(Named object pointing data)
------------

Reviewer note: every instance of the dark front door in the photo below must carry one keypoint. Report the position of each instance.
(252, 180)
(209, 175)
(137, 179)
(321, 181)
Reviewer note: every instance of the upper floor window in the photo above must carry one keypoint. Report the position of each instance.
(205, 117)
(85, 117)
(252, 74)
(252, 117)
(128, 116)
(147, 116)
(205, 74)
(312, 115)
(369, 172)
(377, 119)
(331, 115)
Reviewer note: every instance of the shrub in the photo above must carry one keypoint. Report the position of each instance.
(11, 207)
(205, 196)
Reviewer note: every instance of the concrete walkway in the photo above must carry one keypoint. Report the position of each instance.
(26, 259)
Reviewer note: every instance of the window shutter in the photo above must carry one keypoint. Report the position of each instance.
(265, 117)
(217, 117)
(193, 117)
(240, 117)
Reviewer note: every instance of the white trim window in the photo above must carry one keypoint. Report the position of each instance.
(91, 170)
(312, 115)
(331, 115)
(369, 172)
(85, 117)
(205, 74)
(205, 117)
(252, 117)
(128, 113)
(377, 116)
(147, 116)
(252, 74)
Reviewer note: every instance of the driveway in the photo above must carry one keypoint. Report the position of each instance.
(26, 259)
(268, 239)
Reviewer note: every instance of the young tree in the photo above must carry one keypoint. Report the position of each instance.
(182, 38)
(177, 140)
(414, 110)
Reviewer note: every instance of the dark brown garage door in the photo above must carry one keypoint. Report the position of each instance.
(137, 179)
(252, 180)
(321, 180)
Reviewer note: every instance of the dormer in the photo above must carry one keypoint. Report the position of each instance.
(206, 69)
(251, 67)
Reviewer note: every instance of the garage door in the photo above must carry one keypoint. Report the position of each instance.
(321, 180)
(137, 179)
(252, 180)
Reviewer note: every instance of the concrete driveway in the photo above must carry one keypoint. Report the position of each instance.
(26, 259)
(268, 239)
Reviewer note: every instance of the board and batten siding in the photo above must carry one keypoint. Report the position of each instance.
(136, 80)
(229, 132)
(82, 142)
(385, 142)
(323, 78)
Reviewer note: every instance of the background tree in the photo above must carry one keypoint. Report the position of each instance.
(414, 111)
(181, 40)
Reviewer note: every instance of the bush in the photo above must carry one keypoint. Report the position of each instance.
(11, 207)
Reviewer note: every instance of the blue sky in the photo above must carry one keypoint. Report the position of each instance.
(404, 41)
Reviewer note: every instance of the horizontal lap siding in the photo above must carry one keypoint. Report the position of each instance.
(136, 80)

------------

Exercise details:
Write out the data again from the line with "Reviewer note: every instance of the window" to the last line, substituting "marker" for "keypoint" and changing nothing else.

Full answer:
Reviewer note: every instance of the window shutter in the photo above must carry one marker. Report the position of each instance.
(265, 117)
(217, 117)
(193, 117)
(240, 117)
Reviewer note: every instance of the white trim window in the photo above must carry one marker. Report the position of each instance.
(91, 170)
(312, 115)
(331, 115)
(369, 172)
(85, 117)
(205, 74)
(205, 117)
(252, 117)
(128, 113)
(377, 116)
(147, 116)
(252, 74)
Reviewer note: every instance of the driveway in the photo above must carry one marker. Report the position of each instance.
(26, 259)
(268, 239)
Reviewer note: every instance of the young tree in the photo above must carry one marker. Report the position of each instance.
(182, 38)
(177, 140)
(414, 110)
Reviewer note: every instance of the dark brown garage door in the photo above must carry one marker. Report the position of each instance.
(137, 179)
(252, 180)
(321, 180)
Reviewer note: every instance of the dormer in the photo above must carry one marker. Report the position of each instance.
(206, 69)
(251, 67)
Reviewer note: every instance of the garage door in the photo above must carry one marker. Report the position of each instance.
(321, 180)
(137, 179)
(252, 180)
Reviewer note: every instance of the concrete driveway in the photo above must carry one marker. Report the position of each instance.
(26, 259)
(268, 239)
Reviewer note: every instance of the board and batten siding in the photo above must carry one marker. Report the position of each instance.
(136, 80)
(229, 132)
(82, 142)
(385, 142)
(323, 78)
Reviewer note: every instance of the background tree in the photo above must carry one marker. Report the position of each instance.
(414, 111)
(181, 40)
Reviewer note: every instance of the bush in the photo above must carry one marker. Report the position of each instance.
(11, 207)
Reviewer note: every instance of the blue sky in the photo above must carry one marker. Report the position of each instance.
(404, 41)
Reviewer note: every instance of the horizontal lap siding in the photo above must carry one marker. Report the position of each instance.
(136, 80)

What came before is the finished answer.